◆ WHAT YOU NEED TO DO:
Which lines in the rows below contain the word "every"? Copy each such line in full, treating uppercase and lowercase as different.
** Start of DATA EXCERPTS **
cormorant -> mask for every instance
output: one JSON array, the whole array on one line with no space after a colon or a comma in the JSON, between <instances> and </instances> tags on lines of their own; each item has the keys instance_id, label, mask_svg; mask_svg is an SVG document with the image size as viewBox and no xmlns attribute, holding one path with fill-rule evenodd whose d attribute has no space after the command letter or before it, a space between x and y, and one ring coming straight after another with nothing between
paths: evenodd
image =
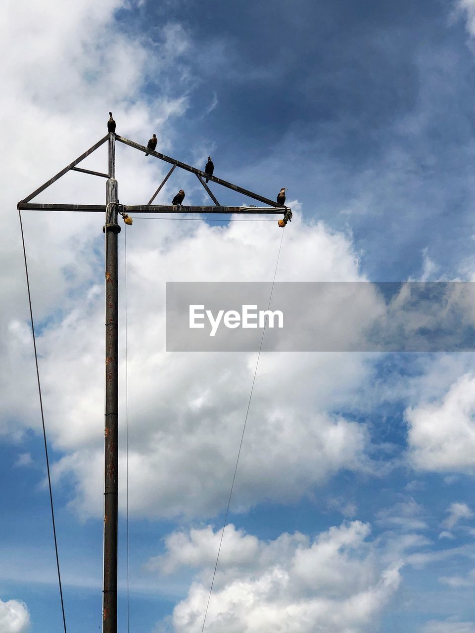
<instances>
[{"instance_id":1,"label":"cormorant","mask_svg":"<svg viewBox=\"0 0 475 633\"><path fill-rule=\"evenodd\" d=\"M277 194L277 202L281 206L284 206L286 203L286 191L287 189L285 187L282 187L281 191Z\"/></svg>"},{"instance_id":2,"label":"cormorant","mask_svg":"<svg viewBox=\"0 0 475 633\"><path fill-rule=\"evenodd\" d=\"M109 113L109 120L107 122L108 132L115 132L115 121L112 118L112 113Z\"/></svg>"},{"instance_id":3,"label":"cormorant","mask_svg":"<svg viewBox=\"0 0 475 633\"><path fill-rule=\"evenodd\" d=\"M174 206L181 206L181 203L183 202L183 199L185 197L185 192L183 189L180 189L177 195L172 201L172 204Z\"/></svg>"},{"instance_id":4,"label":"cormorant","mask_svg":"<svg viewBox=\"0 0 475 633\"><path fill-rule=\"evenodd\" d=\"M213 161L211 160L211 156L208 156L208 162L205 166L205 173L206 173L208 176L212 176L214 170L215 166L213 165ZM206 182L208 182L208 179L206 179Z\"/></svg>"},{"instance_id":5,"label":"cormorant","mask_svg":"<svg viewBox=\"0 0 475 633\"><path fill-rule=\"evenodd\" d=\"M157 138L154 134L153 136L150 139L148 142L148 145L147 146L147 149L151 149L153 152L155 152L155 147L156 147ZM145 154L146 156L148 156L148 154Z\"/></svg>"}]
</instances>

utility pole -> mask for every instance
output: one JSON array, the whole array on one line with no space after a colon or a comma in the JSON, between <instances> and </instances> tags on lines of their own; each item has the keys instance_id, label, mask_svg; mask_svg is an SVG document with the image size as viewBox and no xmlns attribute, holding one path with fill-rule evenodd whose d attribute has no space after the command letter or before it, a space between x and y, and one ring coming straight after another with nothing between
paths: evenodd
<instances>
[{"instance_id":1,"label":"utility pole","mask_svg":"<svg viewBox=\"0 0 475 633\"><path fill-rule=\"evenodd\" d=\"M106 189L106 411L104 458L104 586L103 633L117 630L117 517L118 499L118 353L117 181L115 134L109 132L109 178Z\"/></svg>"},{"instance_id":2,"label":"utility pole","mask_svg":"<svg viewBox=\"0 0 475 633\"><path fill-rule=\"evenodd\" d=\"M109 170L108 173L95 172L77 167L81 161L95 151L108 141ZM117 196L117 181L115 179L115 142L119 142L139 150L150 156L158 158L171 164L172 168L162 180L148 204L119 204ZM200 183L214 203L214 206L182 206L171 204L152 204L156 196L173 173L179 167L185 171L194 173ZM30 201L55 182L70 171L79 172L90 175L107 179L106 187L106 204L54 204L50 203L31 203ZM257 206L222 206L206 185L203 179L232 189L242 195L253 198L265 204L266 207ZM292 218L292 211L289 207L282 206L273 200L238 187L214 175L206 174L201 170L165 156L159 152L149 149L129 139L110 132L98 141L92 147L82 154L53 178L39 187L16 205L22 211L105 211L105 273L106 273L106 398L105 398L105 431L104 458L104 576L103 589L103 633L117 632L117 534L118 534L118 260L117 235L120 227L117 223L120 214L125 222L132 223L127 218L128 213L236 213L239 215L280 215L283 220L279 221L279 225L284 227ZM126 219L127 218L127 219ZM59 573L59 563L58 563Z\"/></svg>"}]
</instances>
** End of DATA EXCERPTS **
◆ RESULT OF THE EXERCISE:
cormorant -> mask for every instance
utility pole -> mask for every instance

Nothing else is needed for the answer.